Rewrite every line from the one containing "Where can you see the dark" through the end of the records, inclusive, keeping each line unchanged except that every coordinate in the answers is shifted by -126.
════
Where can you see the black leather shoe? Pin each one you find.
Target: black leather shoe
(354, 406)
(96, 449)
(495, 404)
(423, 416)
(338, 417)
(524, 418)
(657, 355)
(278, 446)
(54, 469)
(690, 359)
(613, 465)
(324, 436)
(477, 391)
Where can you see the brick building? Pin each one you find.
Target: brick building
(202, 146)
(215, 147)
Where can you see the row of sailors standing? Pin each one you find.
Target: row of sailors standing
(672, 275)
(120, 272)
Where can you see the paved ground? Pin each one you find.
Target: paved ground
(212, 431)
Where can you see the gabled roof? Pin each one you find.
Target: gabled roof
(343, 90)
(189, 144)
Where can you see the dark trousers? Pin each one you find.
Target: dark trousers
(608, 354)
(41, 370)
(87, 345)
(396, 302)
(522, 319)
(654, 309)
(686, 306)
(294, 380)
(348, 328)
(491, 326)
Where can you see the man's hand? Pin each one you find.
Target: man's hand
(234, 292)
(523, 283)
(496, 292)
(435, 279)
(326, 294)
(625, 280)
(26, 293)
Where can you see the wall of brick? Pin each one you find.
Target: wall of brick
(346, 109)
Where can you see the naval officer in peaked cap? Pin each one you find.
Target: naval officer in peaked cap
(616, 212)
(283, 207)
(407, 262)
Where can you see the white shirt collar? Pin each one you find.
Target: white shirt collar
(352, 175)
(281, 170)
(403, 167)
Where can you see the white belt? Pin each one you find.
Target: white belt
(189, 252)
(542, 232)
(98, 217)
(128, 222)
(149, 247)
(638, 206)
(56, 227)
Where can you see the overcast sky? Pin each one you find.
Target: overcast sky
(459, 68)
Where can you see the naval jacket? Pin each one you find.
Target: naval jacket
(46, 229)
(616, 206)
════
### Final answer
Where can you see the dark trousers? Pin each one you find.
Target: dark trousers
(482, 228)
(-85, 244)
(-39, 219)
(270, 176)
(396, 193)
(528, 183)
(560, 180)
(168, 254)
(222, 202)
(365, 200)
Where can you see the man's hand? Pin each one you find.
Target: man's hand
(108, 166)
(397, 157)
(370, 166)
(309, 153)
(200, 168)
(499, 154)
(-100, 167)
Where can you see the wall of brick? Pin each one you find.
Target: wall of brick
(220, -17)
Where can you see the naval officer in peaked cap? Pin each one you find.
Target: naval officer in peaked cap
(490, 86)
(157, 81)
(281, 136)
Where can you see the white shirt collar? Pin each one you find.
Target: white shirt collar
(226, 49)
(155, 44)
(277, 41)
Where can you see the white belt? Pin each one you find.
Target: white belt
(63, 126)
(416, 106)
(-28, 91)
(2, 96)
(23, 121)
(512, 80)
(-70, 101)
Where can you see the overcast sky? Pin each one you find.
Target: overcast sky
(333, -58)
Where can you see the naval jacket? Pin each one you find.
Target: naval jacket
(-80, 103)
(490, 80)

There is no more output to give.